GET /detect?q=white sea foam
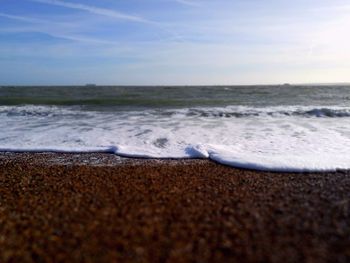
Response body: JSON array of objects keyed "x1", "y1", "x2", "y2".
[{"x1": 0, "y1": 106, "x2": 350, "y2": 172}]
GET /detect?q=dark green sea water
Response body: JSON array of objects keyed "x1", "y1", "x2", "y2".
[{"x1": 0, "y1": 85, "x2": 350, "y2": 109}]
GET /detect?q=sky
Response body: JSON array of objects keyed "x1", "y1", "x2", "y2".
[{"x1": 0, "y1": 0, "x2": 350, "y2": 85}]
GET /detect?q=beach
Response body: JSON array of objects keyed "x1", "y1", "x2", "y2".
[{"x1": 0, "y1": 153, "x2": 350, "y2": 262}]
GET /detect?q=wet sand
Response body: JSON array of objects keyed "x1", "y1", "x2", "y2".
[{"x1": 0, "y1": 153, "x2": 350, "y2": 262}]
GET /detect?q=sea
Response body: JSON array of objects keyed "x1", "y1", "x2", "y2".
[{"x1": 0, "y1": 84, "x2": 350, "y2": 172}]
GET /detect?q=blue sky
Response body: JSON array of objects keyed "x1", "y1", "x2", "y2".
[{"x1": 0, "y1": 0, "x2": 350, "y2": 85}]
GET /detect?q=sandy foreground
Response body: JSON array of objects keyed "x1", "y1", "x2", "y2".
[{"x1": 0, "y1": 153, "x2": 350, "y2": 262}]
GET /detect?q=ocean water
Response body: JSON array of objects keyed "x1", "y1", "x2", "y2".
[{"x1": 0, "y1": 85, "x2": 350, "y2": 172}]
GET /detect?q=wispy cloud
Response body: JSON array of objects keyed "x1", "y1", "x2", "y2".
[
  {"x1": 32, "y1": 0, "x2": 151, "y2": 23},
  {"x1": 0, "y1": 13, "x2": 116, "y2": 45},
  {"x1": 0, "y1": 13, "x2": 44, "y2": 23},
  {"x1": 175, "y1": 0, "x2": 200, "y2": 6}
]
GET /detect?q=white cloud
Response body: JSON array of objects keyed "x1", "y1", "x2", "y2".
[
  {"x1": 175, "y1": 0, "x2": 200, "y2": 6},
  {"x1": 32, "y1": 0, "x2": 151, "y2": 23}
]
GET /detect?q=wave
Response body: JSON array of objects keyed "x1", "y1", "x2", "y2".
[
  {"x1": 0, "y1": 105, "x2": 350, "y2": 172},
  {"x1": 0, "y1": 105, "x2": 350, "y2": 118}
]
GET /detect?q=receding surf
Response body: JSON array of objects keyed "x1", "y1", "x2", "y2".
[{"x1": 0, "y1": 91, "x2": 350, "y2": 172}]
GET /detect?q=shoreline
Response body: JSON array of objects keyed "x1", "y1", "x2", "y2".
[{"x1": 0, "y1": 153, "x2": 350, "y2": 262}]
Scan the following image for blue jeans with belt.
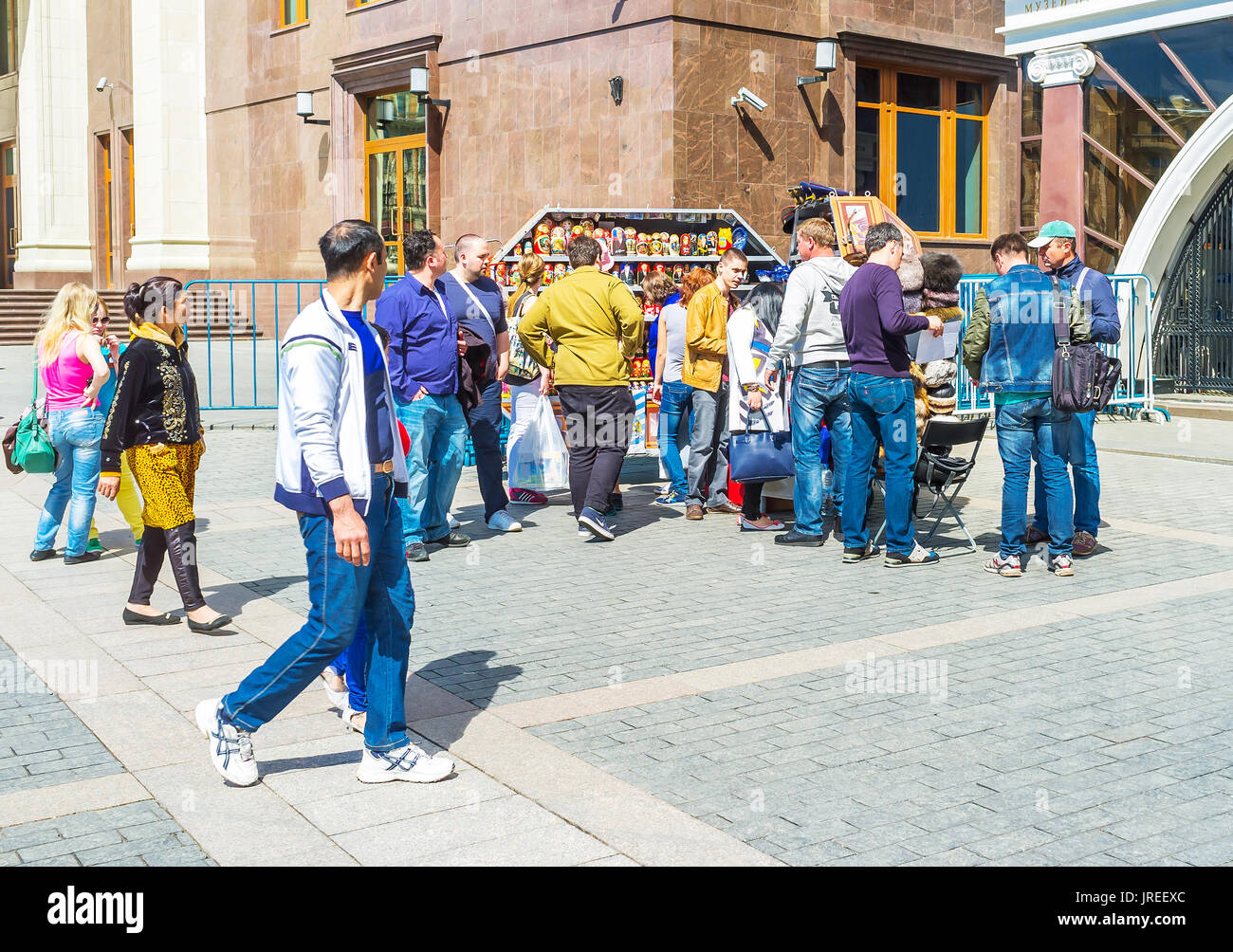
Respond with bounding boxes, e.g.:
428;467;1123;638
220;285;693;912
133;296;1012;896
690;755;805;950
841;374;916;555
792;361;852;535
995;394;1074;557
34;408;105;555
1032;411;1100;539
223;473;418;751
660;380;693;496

━━━━━━━━━━

Instruction>
Retype the stretch of material from the line containing "GET /detect?q=shoreline" through the end of the material, both ends included, and leave the pictures out.

Correct answer>
GET /detect?q=shoreline
Response body: JSON array of objects keyed "x1", "y1", "x2", "y2".
[{"x1": 0, "y1": 153, "x2": 350, "y2": 262}]
Scan the following image for blue jeans with belt.
Respond with bounding boxes, e.g.:
428;467;1123;638
220;285;693;912
133;296;1012;896
690;755;805;950
841;374;916;555
792;361;852;535
995;394;1074;557
34;408;105;555
1032;411;1100;539
223;473;418;751
660;380;693;496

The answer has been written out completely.